# Short task
Rewrite the records below, swapping each "crowd" for "group" and leaving everything else the same.

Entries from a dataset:
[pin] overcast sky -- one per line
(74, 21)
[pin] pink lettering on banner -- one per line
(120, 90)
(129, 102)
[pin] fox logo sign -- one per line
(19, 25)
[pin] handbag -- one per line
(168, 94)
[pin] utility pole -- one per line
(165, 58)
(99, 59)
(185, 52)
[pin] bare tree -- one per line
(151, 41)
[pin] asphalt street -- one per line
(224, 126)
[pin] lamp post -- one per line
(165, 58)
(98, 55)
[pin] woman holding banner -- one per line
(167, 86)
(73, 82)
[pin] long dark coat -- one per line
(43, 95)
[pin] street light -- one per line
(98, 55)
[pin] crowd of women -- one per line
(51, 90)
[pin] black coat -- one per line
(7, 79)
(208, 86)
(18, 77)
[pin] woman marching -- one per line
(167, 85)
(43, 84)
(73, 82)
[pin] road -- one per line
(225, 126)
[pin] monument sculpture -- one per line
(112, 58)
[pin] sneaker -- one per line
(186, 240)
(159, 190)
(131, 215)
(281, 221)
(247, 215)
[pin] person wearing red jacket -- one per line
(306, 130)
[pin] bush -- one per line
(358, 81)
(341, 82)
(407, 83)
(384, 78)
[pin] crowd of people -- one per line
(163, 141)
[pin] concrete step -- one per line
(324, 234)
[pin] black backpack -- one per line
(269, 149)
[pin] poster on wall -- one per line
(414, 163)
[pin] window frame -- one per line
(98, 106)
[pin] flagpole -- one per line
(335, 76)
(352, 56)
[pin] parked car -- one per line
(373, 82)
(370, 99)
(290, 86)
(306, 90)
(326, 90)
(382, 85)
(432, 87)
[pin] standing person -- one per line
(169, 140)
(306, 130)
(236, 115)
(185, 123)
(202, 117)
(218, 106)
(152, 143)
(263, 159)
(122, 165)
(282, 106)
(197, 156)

# Task result
[pin] overcast sky -- one per line
(74, 21)
[pin] pink lettering on banner -- one per line
(120, 90)
(129, 102)
[pin] fox logo sign -- one per line
(19, 25)
[pin] handbag -- one per line
(168, 94)
[pin] utility pole -- one per line
(165, 58)
(99, 59)
(185, 52)
[pin] bare tree -- one per line
(151, 41)
[pin] asphalt street -- one per line
(224, 126)
[pin] lamp post -- one per line
(165, 58)
(98, 55)
[pin] woman holding banner -- one per line
(167, 86)
(73, 82)
[pin] long dark coat -- one per line
(43, 95)
[pin] street light -- one per line
(98, 55)
[pin] group of women -- one per line
(51, 90)
[pin] black coat -- one per line
(7, 79)
(208, 86)
(18, 77)
[pin] woman marching -- one per line
(167, 85)
(43, 84)
(73, 82)
[pin] road -- one per line
(225, 126)
[pin] monument sculpture -- one per line
(112, 58)
[pin] sneaker -- one per line
(186, 240)
(159, 190)
(131, 215)
(281, 221)
(247, 215)
[pin] person wearing red jacket -- one per line
(306, 130)
[pin] bush -- one per line
(358, 81)
(341, 82)
(407, 83)
(384, 78)
[pin] group of people -- one per line
(163, 141)
[pin] concrete step -- one per line
(324, 234)
[pin] black backpack -- one per line
(269, 149)
[pin] poster on wall -- one per line
(414, 163)
[pin] window frame -- one per line
(98, 106)
[pin] flagpole -- one per line
(335, 76)
(352, 56)
[pin] parked car -- one per line
(373, 82)
(370, 99)
(290, 86)
(306, 90)
(326, 90)
(382, 85)
(432, 87)
[pin] standing person -- one per line
(169, 140)
(306, 130)
(236, 115)
(185, 123)
(202, 117)
(218, 106)
(152, 143)
(263, 159)
(122, 165)
(282, 106)
(197, 156)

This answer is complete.